:: Raw data ::

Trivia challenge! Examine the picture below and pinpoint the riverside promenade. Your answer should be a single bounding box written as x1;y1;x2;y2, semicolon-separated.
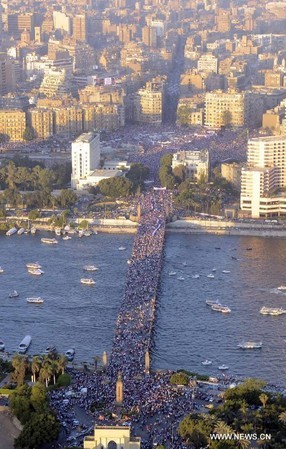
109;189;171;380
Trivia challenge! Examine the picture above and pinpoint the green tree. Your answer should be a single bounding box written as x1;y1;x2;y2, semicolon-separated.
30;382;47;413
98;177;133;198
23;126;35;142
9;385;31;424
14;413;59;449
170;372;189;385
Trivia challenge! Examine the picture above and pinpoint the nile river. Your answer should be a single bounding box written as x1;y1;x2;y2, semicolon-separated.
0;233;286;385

:::
:: Raw data ::

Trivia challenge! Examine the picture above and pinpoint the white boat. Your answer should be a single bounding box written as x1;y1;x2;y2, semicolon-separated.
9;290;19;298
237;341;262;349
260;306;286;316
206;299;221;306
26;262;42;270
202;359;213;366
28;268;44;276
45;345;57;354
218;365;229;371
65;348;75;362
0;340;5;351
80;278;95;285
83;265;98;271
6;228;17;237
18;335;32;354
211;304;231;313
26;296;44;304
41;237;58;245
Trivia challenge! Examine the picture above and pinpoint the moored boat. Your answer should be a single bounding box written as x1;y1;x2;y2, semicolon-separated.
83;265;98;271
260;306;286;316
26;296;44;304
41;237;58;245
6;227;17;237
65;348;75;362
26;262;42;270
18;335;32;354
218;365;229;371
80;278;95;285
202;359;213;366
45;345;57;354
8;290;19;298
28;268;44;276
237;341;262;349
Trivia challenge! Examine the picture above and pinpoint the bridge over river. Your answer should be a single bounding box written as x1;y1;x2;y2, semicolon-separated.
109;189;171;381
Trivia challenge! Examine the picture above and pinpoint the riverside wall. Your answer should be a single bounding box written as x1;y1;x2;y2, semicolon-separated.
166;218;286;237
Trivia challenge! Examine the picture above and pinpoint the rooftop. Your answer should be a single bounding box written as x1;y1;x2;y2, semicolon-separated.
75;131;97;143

:::
:: Raw data ::

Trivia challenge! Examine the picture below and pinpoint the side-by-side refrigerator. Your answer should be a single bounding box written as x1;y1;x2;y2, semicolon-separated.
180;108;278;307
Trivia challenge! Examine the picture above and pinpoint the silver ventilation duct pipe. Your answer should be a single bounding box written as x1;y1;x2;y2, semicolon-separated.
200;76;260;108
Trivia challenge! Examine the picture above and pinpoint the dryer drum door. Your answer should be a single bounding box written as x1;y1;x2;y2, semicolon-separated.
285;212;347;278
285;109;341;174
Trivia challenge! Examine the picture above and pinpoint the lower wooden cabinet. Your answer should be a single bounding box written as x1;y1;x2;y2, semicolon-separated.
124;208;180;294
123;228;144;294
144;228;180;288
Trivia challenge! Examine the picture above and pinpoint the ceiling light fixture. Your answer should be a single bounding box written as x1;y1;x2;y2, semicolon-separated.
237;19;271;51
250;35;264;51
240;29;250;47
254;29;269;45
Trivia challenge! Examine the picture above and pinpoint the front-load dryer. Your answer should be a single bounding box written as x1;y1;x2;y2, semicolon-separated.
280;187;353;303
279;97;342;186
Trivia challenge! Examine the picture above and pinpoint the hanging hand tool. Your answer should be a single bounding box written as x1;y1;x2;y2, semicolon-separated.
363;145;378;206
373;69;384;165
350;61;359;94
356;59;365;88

:::

# Set exercise:
Reproduce the records from the line with "the riverside promenade." to the line with "170;372;189;385", both inclusive, adding 65 to every bounding-box coordinate and keeping all other text unchanged. Omit the pictures.

# Final result:
Trivia challenge! Examine the picture below and pinpoint the riverside promenade. Your answer should be a single bounding box written as x1;y1;x2;y2, semicolon-separated.
174;254;236;445
Trivia challenge! Examine the picture above and pinpoint the green tree. Your answer should be a single bounding box written as x1;y1;x2;y2, semicolon-separated.
95;447;112;478
163;242;198;263
88;191;100;207
74;450;96;489
79;478;124;514
235;437;254;450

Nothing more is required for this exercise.